Textauszug

>>

Beispiel 1: Merkendorf – OT Triesdorf Bahnhof – Für Studentenwohnheim mit 36 Wohneinheiten (Einzelappartements mit jeweils 21,5 m² Wohnfläche) wird monatlich eine Qualitätsüberwachung durch Proben, Zählerablese und die Messung des Wasserstandes gefordert. Die Trinkwasserverordnung sieht dagegen nur einmal jährlich vor. Die übrigen Auflagen sind mit Hinweis auf die Eigenüberwachungsverordnung auf Grund des WWA Gutachtens in den Bescheid des Landratsamtes eingeflossen, obwohl die genehmigte Entnahmemenge unterhalb der Gültigkeitsgrenze (kleiner 5000m³) dieser Verordnung liegt.
Beispiel 2: Margetshöchheim: Der Hausbrunnen eines kleinen landwirtschaftlichen Anwesens mit einigen Plätzen für Pensionspferde wird als „kleines dezentrales Wasserwerk“ eingestuft. Der Grund: Ein Handwaschbecken, an dem sich die Besitzer der Pensionspferde nach dem Ausritt die Hände waschen können! Die Folge: von der Gesundheitsbehörde wurde eine umfangreiche und entsprechend kostenintensive Untersuchung gefordert. Der Kompromissvorschlag, ein Schild mit der Aufschrift „Kein Trinkwasser“ anzubringen, wurde abgelehnt. Es erging die Aufforderung an die Versammlung weitere Beispiele für „Behördenwillkür“ zu sammeln.

<<

Auszug aus einem Datensatz
>>

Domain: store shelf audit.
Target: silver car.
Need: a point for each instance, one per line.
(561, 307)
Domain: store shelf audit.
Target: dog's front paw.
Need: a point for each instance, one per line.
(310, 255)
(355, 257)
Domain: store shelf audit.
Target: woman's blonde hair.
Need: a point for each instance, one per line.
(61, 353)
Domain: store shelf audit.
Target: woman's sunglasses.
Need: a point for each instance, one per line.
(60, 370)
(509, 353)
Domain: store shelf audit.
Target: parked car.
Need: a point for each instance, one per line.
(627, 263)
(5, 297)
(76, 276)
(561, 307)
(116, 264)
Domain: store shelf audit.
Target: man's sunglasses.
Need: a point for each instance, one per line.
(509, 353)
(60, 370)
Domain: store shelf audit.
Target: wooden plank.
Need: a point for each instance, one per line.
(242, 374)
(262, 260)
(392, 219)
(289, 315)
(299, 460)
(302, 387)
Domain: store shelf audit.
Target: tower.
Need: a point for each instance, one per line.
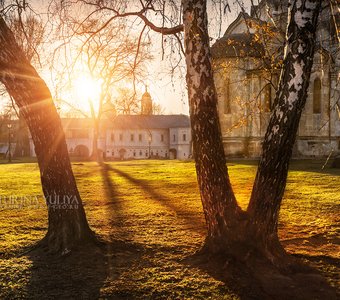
(146, 103)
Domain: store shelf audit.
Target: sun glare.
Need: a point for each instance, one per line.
(87, 88)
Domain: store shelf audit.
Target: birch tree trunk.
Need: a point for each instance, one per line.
(221, 210)
(229, 229)
(67, 224)
(280, 137)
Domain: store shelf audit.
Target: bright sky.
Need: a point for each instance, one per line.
(167, 90)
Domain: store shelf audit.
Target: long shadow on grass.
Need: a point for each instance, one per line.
(194, 221)
(88, 272)
(84, 274)
(260, 280)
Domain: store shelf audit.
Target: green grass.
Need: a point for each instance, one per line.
(152, 214)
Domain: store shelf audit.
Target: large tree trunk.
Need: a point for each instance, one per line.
(280, 137)
(67, 224)
(219, 204)
(95, 155)
(22, 139)
(229, 229)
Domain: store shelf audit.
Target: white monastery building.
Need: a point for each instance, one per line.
(131, 136)
(247, 62)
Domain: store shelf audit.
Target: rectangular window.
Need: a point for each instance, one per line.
(80, 133)
(227, 107)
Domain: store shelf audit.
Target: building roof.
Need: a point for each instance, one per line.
(237, 45)
(149, 122)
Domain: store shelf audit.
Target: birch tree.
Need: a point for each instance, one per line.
(228, 225)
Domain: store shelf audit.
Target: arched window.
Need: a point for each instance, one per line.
(317, 96)
(227, 108)
(267, 98)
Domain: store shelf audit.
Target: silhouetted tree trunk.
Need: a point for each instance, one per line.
(95, 155)
(280, 136)
(22, 139)
(229, 228)
(67, 224)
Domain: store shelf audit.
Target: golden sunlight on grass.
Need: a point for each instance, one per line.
(151, 213)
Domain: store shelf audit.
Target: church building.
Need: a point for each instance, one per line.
(141, 136)
(247, 61)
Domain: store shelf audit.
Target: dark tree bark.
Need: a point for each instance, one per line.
(231, 230)
(220, 207)
(280, 136)
(67, 224)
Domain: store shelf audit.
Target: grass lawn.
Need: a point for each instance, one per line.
(150, 214)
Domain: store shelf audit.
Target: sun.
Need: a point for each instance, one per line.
(87, 89)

<<

Aufgabenübersicht
(1) Wie lässt sich der Text über Behördenauflagen zur Wasserversorgung in zwei Sätzen zusammenfassen?
(2) Führe den Text über Behördenauflagen zur Wasserversorgung nach seinem letzten Satz weiter.

Lösungen
(1) In Merkendorf (OT Triesdorf Bahnhof) wird für ein Studentenwohnheim mit 36 Wohneinheiten eine monatliche Qualitätsüberwachung gefordert, obwohl die Trinkwasserverordnung nur eine jährliche vorsieht. In Margetshöchheim wurde der Hausbrunnen eines kleinen landwirtschaftlichen Anwesens wegen eines Handwaschbeckens als „kleines dezentrales Wasserwerk“ eingestuft, weshalb die Gesundheitsbehörde eine kostenintensive Untersuchung verlangte und den Vorschlag eines Schildes „Kein Trinkwasser“ ablehnte.

(2)
Diskussion Grundgebühr / Verbrauchsgebühr
Hahn berichtete von der Trinkwasserversorgung Mömbris mit 35 000 m3 im Jahr, 24 € Grundgebühr, 2 €/ m3. Wegen erhöhter Ausgaben wollten sie Grundgebühr erhöhen auf 48 €/Jahr, 7000€ mehr pro Jahr. Das wurde als sozial ungerecht empfunden. Jetzt wurde Verbrauchspreis um 0,50 € erhöht, gereicht hätten 0,16 €.
Dazu heißt es im Gesetz: „Zur Deckung kann ein Grundbetrag erhoben werden…“, aber auch „.sparsamen Verbrauch anregen“. Ein Grundpreis ist wichtig, damit jeder einen Beitrag zur festen Infrastruktur leistet, die aus Leitungen, Pumpen, Hochbehältern, etc., besteht. Andererseits lohnt sich bei hohem Grundpreis und niedrigem Verbrauchspreis das Wassersparen nicht, auch führt es zu sozialen Härten bei Geringverbrauchern. Daher sprach sich Schönauer gegen eine Flatrate beim Wasserpreis aus, denn das führt zu Wasserverschwendung.
Frau Hecht von der AÖW merkte an, dass sich der Grundpreis deutschlandweit zwischen 10 € und 100 € bewegt, mit Tendenz zu 65 €, also höher als die IKT empfiehlt.
Zepter merkte an, dass beim Strom günstige Gruppen-Tarife für Gemeinden das Interesse am Energiesparen beim Pumpen von Abwasser untergräbt. Und außerdem steigt der Strompreis für normale Verbraucher.
Förderung der Grundwasser-Neubildung (Patzak)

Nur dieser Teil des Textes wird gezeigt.